**Problem details:** An exact copy of all entries is the expected answer.

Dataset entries

[Start of Attachment]

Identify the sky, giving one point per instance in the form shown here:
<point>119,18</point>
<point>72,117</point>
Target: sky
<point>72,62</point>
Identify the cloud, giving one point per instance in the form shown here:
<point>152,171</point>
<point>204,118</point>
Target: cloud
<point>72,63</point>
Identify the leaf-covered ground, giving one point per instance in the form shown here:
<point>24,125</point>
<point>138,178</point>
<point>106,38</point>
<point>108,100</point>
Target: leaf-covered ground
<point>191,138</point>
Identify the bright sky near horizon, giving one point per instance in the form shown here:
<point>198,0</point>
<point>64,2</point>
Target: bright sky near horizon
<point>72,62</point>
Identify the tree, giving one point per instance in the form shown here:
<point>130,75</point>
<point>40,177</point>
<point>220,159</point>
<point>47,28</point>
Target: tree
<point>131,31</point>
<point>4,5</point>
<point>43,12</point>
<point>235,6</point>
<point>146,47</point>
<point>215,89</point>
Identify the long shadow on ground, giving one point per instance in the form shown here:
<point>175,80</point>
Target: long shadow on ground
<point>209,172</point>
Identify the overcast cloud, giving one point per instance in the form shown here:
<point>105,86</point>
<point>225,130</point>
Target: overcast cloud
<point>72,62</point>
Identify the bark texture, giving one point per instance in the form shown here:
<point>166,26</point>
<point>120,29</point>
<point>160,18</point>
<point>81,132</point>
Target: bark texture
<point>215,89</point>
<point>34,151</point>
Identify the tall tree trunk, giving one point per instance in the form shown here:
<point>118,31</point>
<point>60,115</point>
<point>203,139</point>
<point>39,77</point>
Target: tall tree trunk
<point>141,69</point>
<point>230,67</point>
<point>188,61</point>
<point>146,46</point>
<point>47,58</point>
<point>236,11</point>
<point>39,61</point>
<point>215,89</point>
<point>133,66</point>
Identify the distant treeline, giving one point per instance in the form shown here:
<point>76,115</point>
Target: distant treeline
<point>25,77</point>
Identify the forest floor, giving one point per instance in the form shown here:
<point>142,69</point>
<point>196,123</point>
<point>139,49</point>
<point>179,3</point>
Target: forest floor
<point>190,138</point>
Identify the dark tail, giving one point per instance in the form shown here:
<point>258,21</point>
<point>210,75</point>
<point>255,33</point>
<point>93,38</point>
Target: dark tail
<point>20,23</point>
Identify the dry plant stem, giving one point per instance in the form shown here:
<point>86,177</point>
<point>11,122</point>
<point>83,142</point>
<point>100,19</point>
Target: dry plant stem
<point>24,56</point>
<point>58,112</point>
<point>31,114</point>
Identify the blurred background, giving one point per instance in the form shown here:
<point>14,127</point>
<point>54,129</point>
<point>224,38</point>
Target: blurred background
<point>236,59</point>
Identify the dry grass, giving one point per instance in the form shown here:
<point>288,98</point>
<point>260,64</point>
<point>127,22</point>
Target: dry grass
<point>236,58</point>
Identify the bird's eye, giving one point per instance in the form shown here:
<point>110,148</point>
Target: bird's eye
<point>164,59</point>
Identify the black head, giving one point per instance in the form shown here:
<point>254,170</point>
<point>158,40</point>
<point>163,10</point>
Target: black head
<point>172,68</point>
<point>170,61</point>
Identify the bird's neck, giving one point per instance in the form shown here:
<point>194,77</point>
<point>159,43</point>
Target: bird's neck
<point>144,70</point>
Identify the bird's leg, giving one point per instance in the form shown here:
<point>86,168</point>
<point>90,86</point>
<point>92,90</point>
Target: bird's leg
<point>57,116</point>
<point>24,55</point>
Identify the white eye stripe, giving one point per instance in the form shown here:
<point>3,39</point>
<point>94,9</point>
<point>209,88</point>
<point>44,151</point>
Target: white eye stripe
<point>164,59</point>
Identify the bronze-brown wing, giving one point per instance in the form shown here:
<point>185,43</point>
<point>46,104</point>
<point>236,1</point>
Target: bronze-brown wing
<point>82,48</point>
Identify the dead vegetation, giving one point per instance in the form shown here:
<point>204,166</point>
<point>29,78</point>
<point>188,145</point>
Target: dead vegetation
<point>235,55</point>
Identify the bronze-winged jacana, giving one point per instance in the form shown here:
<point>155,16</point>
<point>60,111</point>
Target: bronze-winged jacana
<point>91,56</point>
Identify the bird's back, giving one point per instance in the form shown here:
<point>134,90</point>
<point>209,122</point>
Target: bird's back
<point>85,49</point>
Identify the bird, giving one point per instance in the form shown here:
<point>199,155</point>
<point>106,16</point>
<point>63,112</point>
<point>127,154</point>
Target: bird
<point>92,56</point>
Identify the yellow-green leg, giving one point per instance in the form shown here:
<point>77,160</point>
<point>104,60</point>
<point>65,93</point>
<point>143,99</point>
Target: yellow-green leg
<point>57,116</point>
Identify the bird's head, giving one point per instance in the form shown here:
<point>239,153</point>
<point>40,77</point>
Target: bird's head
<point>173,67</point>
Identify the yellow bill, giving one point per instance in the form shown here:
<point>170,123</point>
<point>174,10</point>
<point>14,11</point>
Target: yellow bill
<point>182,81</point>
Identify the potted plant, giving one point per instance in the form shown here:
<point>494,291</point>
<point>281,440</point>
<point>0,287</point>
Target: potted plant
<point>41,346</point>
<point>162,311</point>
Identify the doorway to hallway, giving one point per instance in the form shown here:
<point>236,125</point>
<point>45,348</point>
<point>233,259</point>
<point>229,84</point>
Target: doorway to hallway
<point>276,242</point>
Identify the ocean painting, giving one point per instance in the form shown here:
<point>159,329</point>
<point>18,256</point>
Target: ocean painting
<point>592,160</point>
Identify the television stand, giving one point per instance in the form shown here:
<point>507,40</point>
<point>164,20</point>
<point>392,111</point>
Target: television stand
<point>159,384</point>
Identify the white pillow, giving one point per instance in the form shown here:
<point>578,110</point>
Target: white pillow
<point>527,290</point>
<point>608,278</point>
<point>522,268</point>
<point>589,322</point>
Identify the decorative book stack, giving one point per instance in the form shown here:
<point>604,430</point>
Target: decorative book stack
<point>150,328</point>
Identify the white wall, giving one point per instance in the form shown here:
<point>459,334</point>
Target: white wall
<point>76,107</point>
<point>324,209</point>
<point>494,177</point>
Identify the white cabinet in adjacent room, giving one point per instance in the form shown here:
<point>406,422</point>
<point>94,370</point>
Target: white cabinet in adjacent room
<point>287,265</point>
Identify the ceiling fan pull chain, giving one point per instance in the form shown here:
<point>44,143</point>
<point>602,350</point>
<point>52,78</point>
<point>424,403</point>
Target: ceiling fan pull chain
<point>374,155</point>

[End of Attachment]

**Response box:**
Identify the sky, giving one point per instance in the form shown here:
<point>119,18</point>
<point>72,117</point>
Target: sky
<point>72,62</point>
Identify the cloud, giving one point per instance in the form shown here:
<point>152,171</point>
<point>204,118</point>
Target: cloud
<point>72,63</point>
Identify the leaf-covered ground, giving one point per instance in the form shown here:
<point>24,125</point>
<point>138,178</point>
<point>106,38</point>
<point>108,100</point>
Target: leaf-covered ground
<point>191,138</point>
Identify the bright sky near horizon, giving one point per instance in the form shown here:
<point>198,0</point>
<point>64,2</point>
Target: bright sky near horizon
<point>72,62</point>
Identify the tree, giving one point per instance in the form shown here:
<point>130,75</point>
<point>40,177</point>
<point>220,159</point>
<point>47,28</point>
Target: tree
<point>131,31</point>
<point>4,5</point>
<point>43,12</point>
<point>235,6</point>
<point>146,47</point>
<point>215,89</point>
Identify the long shadow on ground, giving one point per instance in the form shown here:
<point>175,80</point>
Target: long shadow on ground
<point>209,172</point>
Identify the overcast cloud, giving one point per instance in the form shown here:
<point>105,86</point>
<point>225,130</point>
Target: overcast cloud
<point>72,62</point>
Identify the bark texture, giving one point per instance in the form shown here:
<point>166,26</point>
<point>120,29</point>
<point>160,18</point>
<point>81,132</point>
Target: bark texture
<point>215,89</point>
<point>34,151</point>
Identify the tall tree trunk, giving one point per instance in the form shown here:
<point>118,31</point>
<point>60,115</point>
<point>203,139</point>
<point>39,77</point>
Target: tall tree trunk
<point>141,69</point>
<point>230,67</point>
<point>188,61</point>
<point>146,46</point>
<point>47,58</point>
<point>236,11</point>
<point>39,61</point>
<point>215,89</point>
<point>133,66</point>
Identify the distant treeline, giving one point per instance in the form shown here:
<point>76,115</point>
Target: distant treeline
<point>25,77</point>
Identify the forest floor, giving one point per instance in the form shown here:
<point>142,69</point>
<point>196,123</point>
<point>139,49</point>
<point>179,3</point>
Target: forest floor
<point>190,138</point>
Identify the dark tail, giving one point per instance in the form shown here:
<point>258,21</point>
<point>210,75</point>
<point>255,33</point>
<point>93,38</point>
Target: dark tail
<point>20,23</point>
Identify the dry plant stem, giving one point per instance in the form shown here:
<point>86,177</point>
<point>11,122</point>
<point>83,142</point>
<point>100,19</point>
Target: dry plant stem
<point>24,56</point>
<point>58,112</point>
<point>31,114</point>
Identify the blurred background, giving one point per instance in the form shown here:
<point>14,127</point>
<point>54,129</point>
<point>224,38</point>
Target: blurred background
<point>236,59</point>
Identify the dry grass, giving one point per instance in the form shown here:
<point>288,98</point>
<point>260,64</point>
<point>127,22</point>
Target: dry grass
<point>236,58</point>
Identify the bird's eye, giving one point per instance in the form shown here:
<point>110,148</point>
Target: bird's eye
<point>164,59</point>
Identify the black head, giving one point per instance in the form shown here:
<point>254,170</point>
<point>158,40</point>
<point>163,10</point>
Target: black head
<point>172,68</point>
<point>170,61</point>
Identify the bird's neck, giving one point per instance in the form shown here:
<point>194,77</point>
<point>159,43</point>
Target: bird's neck
<point>144,70</point>
Identify the bird's leg, giving one point per instance in the form shown here:
<point>86,168</point>
<point>90,86</point>
<point>92,90</point>
Target: bird's leg
<point>57,116</point>
<point>24,55</point>
Identify the white eye stripe, giving one point per instance in the form shown here:
<point>3,39</point>
<point>94,9</point>
<point>209,88</point>
<point>44,151</point>
Target: white eye stripe
<point>164,59</point>
Identify the bronze-brown wing, giving one point per instance in the form shown here:
<point>185,43</point>
<point>46,104</point>
<point>236,1</point>
Target: bronze-brown wing
<point>82,48</point>
Identify the dead vegetation, giving one point per instance in the form shown here:
<point>204,166</point>
<point>29,78</point>
<point>188,145</point>
Target: dead vegetation
<point>235,55</point>
Identify the bronze-winged jacana, giving one point per instance in the form shown here:
<point>155,16</point>
<point>60,111</point>
Target: bronze-winged jacana
<point>91,56</point>
Identify the bird's back, giving one point per instance in the form shown here:
<point>134,90</point>
<point>209,122</point>
Target: bird's back
<point>85,49</point>
Identify the bird, giving one point per instance in the form shown here:
<point>199,155</point>
<point>106,16</point>
<point>63,112</point>
<point>127,154</point>
Target: bird
<point>92,56</point>
Identify the yellow-green leg, giving one point per instance in the form shown here:
<point>77,160</point>
<point>104,60</point>
<point>65,93</point>
<point>143,99</point>
Target: yellow-green leg
<point>57,116</point>
Identify the bird's head, giving one point per instance in the form shown here:
<point>239,153</point>
<point>40,77</point>
Target: bird's head
<point>173,67</point>
Identify the yellow bill, giving one point per instance in the form shown here:
<point>170,123</point>
<point>174,10</point>
<point>14,11</point>
Target: yellow bill
<point>182,81</point>
Identify the potted plant, giving one point per instance in the form shown here:
<point>494,291</point>
<point>281,440</point>
<point>0,287</point>
Target: potted plant
<point>41,346</point>
<point>162,311</point>
Identify the doorway to hallway, giving one point per instance in the form shown here:
<point>236,125</point>
<point>45,348</point>
<point>233,259</point>
<point>229,84</point>
Target: doorway to hallway
<point>276,242</point>
Identify the ocean painting, giving one point per instance in the form shown here:
<point>159,329</point>
<point>18,256</point>
Target: ocean painting
<point>592,160</point>
Identify the television stand, giving one point per instance in the form shown here:
<point>507,40</point>
<point>164,20</point>
<point>392,111</point>
Target: television stand
<point>159,384</point>
Identify the white pillow, giving one point per instance in the form shown here:
<point>578,110</point>
Target: white pillow
<point>527,290</point>
<point>608,278</point>
<point>522,268</point>
<point>589,322</point>
Identify the decorative book stack, giving one point per instance in the form shown here:
<point>604,430</point>
Target: decorative book stack
<point>150,328</point>
Identify the white wall, giving one point per instance in the form shown here:
<point>459,334</point>
Target: white wall
<point>76,107</point>
<point>324,209</point>
<point>494,177</point>
Identify the white cabinet in adjacent room, giving one point per instance in the form shown here:
<point>406,422</point>
<point>94,370</point>
Target: white cabinet in adjacent room
<point>287,265</point>
Identify the ceiling fan pull chain, giving one point per instance in the form shown here:
<point>44,143</point>
<point>602,350</point>
<point>52,78</point>
<point>424,403</point>
Target: ceiling fan pull chain
<point>374,155</point>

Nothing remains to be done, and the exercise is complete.